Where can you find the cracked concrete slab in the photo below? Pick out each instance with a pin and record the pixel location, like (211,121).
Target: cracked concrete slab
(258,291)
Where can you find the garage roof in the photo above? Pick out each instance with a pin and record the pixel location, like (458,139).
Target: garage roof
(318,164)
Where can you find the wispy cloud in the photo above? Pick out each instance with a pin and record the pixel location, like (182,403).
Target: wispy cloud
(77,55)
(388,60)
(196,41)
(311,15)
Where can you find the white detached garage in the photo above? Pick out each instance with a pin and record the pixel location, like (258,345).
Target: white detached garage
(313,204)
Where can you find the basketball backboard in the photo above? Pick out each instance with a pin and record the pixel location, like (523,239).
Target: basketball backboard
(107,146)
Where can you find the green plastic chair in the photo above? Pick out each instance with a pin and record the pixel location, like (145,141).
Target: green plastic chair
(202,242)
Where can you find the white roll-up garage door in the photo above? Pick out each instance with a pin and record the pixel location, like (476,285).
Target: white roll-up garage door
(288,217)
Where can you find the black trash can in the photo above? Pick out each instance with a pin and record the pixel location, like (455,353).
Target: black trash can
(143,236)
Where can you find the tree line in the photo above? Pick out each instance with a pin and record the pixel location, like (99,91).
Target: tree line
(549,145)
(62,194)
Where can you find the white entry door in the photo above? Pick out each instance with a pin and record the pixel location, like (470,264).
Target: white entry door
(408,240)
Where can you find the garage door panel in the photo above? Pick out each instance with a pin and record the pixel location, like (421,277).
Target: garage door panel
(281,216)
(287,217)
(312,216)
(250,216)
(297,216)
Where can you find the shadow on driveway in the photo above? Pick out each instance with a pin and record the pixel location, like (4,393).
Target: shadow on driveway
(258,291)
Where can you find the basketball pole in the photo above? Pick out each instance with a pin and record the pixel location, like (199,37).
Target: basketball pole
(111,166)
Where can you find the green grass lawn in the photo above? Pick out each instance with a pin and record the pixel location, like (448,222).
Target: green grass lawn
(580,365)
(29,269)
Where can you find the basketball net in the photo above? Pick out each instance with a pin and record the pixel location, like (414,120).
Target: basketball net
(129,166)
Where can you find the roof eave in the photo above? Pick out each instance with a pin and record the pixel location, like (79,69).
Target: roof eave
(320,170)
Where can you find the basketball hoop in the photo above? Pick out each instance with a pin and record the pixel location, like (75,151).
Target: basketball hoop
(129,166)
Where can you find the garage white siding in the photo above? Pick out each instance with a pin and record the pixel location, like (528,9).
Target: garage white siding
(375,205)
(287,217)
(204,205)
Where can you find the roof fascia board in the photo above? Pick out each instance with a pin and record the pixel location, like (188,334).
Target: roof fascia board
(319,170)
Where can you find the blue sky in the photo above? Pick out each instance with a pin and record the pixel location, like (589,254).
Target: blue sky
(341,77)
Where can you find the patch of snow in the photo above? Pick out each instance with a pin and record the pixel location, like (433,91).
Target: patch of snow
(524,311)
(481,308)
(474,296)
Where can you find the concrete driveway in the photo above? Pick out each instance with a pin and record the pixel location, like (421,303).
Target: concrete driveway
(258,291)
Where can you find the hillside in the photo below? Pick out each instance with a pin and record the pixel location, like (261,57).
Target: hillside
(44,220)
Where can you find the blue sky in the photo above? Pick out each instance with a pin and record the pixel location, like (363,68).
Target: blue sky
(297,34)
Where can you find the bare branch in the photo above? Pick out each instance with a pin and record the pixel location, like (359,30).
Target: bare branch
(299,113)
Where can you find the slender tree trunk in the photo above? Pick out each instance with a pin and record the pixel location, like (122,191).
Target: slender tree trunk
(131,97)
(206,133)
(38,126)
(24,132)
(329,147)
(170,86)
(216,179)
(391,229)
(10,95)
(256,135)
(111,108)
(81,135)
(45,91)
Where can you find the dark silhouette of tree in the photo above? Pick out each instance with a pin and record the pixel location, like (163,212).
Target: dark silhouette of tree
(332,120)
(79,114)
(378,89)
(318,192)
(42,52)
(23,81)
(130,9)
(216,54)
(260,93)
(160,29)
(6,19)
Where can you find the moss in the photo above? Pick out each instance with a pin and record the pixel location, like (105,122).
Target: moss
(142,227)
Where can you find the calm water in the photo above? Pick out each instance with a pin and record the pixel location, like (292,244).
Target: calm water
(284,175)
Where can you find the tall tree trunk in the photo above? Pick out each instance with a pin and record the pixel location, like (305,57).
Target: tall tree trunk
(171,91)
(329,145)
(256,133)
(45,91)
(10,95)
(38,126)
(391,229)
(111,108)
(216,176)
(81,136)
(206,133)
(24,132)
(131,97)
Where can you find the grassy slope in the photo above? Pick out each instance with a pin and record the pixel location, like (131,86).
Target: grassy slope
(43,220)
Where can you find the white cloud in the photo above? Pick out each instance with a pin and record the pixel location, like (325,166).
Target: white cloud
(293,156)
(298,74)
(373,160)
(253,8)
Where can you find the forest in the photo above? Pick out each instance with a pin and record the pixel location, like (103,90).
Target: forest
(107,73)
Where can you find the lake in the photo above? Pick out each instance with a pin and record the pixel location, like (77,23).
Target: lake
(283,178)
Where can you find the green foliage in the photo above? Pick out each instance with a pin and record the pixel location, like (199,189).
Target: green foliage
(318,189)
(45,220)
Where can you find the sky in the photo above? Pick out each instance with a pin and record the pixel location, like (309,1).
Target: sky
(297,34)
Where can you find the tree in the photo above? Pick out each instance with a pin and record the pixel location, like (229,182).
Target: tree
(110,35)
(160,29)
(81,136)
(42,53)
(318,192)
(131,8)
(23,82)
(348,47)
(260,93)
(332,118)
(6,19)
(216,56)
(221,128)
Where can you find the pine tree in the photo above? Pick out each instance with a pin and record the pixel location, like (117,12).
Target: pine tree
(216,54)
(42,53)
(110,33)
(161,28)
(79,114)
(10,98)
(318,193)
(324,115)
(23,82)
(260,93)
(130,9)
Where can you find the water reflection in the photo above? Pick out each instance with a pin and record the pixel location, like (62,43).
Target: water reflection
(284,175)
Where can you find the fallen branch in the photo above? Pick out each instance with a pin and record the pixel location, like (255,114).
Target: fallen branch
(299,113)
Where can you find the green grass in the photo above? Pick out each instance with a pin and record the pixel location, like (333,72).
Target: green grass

*ABOUT THIS TASK*
Return exactly the lines from the one containing "Where can you find the pine" to the last line of the data, and nothing more.

*OUTPUT OF THE EXERCISE*
Where can you find the pine tree in the photo above? Pick out each instance with a pin and record the pixel location, like (117,12).
Target: pine tree
(216,54)
(42,53)
(110,33)
(161,28)
(79,114)
(10,98)
(318,193)
(324,115)
(23,82)
(260,93)
(130,9)
Where can you find the water reflection in the photo above? Pick out each instance with a pin and record the pixel location, like (62,43).
Target: water reflection
(284,175)
Where can you find the fallen branch in the photo above? Pick out each instance with a pin and record the pixel location, like (255,114).
Target: fallen branch
(299,113)
Where can you find the green grass in the photo above? Pick out each instance with a pin and record the pixel location, like (333,72).
Target: green grass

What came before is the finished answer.